BEGIN

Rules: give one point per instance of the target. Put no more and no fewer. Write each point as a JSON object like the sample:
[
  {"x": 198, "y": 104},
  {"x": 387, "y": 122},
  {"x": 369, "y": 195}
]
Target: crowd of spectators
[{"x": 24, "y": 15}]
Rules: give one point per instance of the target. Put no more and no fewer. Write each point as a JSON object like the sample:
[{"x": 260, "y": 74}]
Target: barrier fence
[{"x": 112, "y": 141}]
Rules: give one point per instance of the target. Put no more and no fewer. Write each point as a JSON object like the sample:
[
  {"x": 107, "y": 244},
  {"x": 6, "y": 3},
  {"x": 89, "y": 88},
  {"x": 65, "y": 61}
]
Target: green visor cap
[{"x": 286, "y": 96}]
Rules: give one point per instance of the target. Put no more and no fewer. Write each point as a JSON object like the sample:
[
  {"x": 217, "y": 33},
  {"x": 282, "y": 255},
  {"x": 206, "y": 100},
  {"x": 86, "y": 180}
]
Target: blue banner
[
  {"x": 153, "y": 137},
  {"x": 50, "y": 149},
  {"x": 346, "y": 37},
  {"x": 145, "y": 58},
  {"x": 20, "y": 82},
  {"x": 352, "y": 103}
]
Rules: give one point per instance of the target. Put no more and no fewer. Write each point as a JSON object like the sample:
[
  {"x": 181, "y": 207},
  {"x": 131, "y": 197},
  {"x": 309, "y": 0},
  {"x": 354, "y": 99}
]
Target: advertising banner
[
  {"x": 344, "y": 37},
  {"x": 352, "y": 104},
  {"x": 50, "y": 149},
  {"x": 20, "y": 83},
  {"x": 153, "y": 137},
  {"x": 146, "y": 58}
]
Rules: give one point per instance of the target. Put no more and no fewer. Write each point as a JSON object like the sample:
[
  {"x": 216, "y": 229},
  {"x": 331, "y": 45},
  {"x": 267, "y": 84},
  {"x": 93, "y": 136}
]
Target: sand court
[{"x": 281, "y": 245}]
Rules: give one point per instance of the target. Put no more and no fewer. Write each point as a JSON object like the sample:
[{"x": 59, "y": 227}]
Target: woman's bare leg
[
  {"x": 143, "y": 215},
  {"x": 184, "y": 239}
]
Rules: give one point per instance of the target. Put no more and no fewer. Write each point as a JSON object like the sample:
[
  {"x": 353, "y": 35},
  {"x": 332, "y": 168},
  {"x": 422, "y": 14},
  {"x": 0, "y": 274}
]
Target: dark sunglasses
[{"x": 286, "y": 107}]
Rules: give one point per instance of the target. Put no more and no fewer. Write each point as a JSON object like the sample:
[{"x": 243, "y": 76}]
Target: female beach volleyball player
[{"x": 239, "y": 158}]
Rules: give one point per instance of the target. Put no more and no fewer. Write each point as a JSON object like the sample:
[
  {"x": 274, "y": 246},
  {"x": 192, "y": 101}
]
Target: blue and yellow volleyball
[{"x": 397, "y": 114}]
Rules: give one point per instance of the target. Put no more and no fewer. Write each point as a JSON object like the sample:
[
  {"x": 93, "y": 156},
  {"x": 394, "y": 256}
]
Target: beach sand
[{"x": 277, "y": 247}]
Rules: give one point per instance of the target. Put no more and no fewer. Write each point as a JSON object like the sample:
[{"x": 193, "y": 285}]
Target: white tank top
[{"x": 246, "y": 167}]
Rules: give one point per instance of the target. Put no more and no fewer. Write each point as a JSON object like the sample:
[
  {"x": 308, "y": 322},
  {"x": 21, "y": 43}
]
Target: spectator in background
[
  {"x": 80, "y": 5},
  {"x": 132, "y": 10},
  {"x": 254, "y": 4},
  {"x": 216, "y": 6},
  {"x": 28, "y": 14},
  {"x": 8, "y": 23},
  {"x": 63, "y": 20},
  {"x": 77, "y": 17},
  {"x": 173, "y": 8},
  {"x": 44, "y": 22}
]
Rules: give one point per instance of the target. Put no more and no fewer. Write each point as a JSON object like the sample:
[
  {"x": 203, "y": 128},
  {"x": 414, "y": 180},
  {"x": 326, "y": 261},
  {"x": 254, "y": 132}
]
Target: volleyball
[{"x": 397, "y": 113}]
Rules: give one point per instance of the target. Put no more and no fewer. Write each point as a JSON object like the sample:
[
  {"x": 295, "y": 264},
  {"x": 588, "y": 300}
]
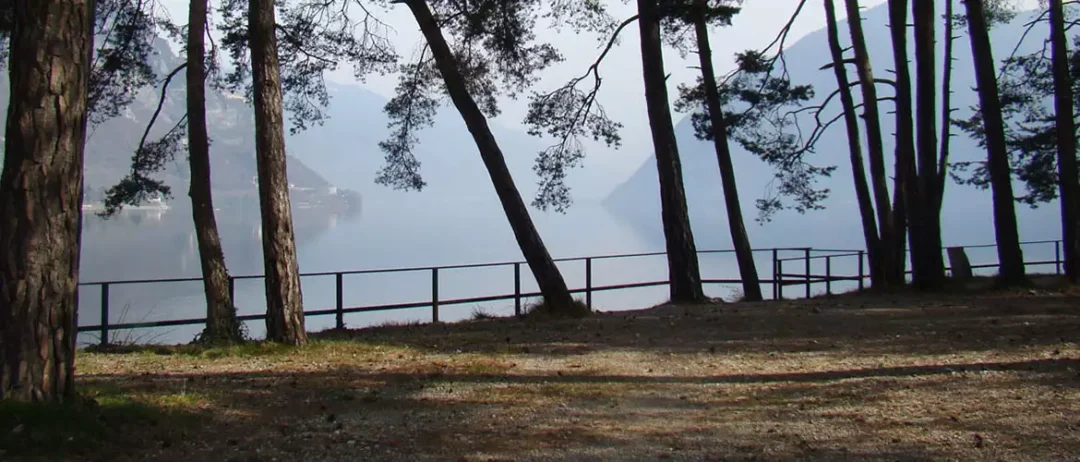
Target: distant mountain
[
  {"x": 346, "y": 150},
  {"x": 967, "y": 217},
  {"x": 230, "y": 120}
]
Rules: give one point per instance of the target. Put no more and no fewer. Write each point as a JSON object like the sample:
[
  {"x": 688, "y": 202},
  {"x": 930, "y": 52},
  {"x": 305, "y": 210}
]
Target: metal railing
[
  {"x": 779, "y": 281},
  {"x": 808, "y": 277}
]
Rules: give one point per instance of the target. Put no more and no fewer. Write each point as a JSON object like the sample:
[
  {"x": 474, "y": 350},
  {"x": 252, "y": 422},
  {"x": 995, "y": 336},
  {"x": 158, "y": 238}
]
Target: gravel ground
[{"x": 860, "y": 377}]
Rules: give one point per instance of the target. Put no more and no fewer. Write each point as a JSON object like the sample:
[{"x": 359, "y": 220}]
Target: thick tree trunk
[
  {"x": 872, "y": 119},
  {"x": 854, "y": 149},
  {"x": 1010, "y": 255},
  {"x": 284, "y": 299},
  {"x": 946, "y": 108},
  {"x": 906, "y": 175},
  {"x": 683, "y": 269},
  {"x": 1068, "y": 187},
  {"x": 744, "y": 253},
  {"x": 41, "y": 198},
  {"x": 930, "y": 269},
  {"x": 555, "y": 293},
  {"x": 221, "y": 324}
]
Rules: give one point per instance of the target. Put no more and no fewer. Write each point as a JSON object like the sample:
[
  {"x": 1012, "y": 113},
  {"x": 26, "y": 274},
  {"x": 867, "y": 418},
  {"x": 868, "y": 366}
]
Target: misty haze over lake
[{"x": 457, "y": 219}]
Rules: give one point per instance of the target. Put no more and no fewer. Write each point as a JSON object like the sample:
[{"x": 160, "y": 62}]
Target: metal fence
[{"x": 780, "y": 277}]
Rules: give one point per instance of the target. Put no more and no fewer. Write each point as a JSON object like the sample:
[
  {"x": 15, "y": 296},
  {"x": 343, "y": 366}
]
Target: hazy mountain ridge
[
  {"x": 230, "y": 120},
  {"x": 967, "y": 217}
]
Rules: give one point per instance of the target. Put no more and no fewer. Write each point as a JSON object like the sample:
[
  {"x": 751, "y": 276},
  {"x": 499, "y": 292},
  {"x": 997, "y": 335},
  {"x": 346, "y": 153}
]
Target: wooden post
[
  {"x": 434, "y": 295},
  {"x": 862, "y": 273},
  {"x": 780, "y": 280},
  {"x": 1057, "y": 257},
  {"x": 807, "y": 260},
  {"x": 775, "y": 275},
  {"x": 105, "y": 314},
  {"x": 959, "y": 263},
  {"x": 589, "y": 283},
  {"x": 517, "y": 289},
  {"x": 340, "y": 301},
  {"x": 828, "y": 274}
]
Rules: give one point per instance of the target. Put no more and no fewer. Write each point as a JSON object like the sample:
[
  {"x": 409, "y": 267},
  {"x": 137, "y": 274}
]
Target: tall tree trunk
[
  {"x": 900, "y": 218},
  {"x": 41, "y": 198},
  {"x": 1066, "y": 141},
  {"x": 906, "y": 175},
  {"x": 683, "y": 269},
  {"x": 284, "y": 299},
  {"x": 930, "y": 269},
  {"x": 874, "y": 144},
  {"x": 744, "y": 254},
  {"x": 946, "y": 108},
  {"x": 221, "y": 324},
  {"x": 555, "y": 293},
  {"x": 854, "y": 149},
  {"x": 1010, "y": 255}
]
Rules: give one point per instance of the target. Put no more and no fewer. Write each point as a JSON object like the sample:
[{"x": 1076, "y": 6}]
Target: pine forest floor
[{"x": 986, "y": 376}]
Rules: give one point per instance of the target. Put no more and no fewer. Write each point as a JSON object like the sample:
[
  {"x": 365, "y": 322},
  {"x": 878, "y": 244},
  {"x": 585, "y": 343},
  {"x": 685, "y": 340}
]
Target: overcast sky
[{"x": 622, "y": 94}]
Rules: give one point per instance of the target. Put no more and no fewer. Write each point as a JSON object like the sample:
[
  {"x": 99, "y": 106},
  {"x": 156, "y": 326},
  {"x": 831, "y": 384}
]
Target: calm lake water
[{"x": 413, "y": 230}]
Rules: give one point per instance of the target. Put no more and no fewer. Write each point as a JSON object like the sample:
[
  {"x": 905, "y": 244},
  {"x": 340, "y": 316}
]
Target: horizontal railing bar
[
  {"x": 419, "y": 269},
  {"x": 818, "y": 257},
  {"x": 171, "y": 280}
]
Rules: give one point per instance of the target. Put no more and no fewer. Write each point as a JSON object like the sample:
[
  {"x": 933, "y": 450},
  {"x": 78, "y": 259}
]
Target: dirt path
[{"x": 847, "y": 378}]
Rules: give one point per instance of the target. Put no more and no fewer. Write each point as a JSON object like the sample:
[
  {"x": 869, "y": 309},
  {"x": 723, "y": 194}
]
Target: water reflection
[{"x": 156, "y": 244}]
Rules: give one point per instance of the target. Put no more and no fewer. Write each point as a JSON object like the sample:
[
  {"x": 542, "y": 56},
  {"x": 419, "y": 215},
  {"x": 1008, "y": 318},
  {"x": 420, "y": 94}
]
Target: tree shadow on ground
[
  {"x": 846, "y": 378},
  {"x": 417, "y": 413},
  {"x": 900, "y": 324}
]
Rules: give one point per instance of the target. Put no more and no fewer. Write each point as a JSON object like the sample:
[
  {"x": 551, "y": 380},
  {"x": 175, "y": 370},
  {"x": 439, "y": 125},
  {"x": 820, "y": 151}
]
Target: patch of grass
[
  {"x": 480, "y": 314},
  {"x": 540, "y": 311},
  {"x": 102, "y": 418}
]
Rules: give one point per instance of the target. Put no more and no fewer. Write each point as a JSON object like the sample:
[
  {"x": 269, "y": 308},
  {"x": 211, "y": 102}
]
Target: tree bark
[
  {"x": 1010, "y": 255},
  {"x": 910, "y": 222},
  {"x": 683, "y": 269},
  {"x": 284, "y": 299},
  {"x": 946, "y": 108},
  {"x": 41, "y": 198},
  {"x": 1068, "y": 187},
  {"x": 929, "y": 271},
  {"x": 221, "y": 324},
  {"x": 854, "y": 149},
  {"x": 550, "y": 281},
  {"x": 744, "y": 253},
  {"x": 875, "y": 148}
]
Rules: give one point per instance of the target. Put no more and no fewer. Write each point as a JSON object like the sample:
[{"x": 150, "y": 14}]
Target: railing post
[
  {"x": 780, "y": 279},
  {"x": 434, "y": 295},
  {"x": 105, "y": 314},
  {"x": 861, "y": 273},
  {"x": 775, "y": 275},
  {"x": 589, "y": 283},
  {"x": 807, "y": 260},
  {"x": 828, "y": 274},
  {"x": 340, "y": 301},
  {"x": 1057, "y": 257},
  {"x": 517, "y": 289}
]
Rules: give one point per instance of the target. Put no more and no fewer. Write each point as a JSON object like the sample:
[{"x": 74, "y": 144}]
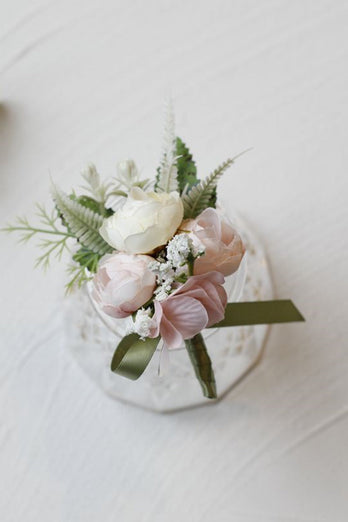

END

**Assignment:** Please reproduce the lines exactly from the one containing "Target: patch of grass" through the last line of the data above, and keep the pictures out.

**Answer box:**
Target: patch of grass
[
  {"x": 480, "y": 314},
  {"x": 540, "y": 311},
  {"x": 102, "y": 418}
]
Rules: give one point per instance of the target. Put no more and no fewer. Write each point as a JSON object like the sample:
[
  {"x": 269, "y": 308},
  {"x": 211, "y": 102}
]
Target: tree bark
[
  {"x": 1010, "y": 255},
  {"x": 910, "y": 222},
  {"x": 683, "y": 269},
  {"x": 284, "y": 299},
  {"x": 946, "y": 108},
  {"x": 41, "y": 198},
  {"x": 1068, "y": 187},
  {"x": 929, "y": 271},
  {"x": 221, "y": 324},
  {"x": 854, "y": 149},
  {"x": 550, "y": 281},
  {"x": 744, "y": 253},
  {"x": 875, "y": 148}
]
Rules: give one point per instance of the target. Put no more and no fewer. Write each point as a JSON object like the sample:
[{"x": 150, "y": 14}]
Target: railing post
[
  {"x": 780, "y": 279},
  {"x": 434, "y": 295},
  {"x": 105, "y": 314},
  {"x": 861, "y": 273},
  {"x": 775, "y": 275},
  {"x": 589, "y": 283},
  {"x": 807, "y": 260},
  {"x": 828, "y": 274},
  {"x": 340, "y": 301},
  {"x": 1057, "y": 257},
  {"x": 517, "y": 289}
]
Rules: give one point per instance of the target. Put no more and no fewer. Write each point as a JSON object like the sample:
[{"x": 74, "y": 144}]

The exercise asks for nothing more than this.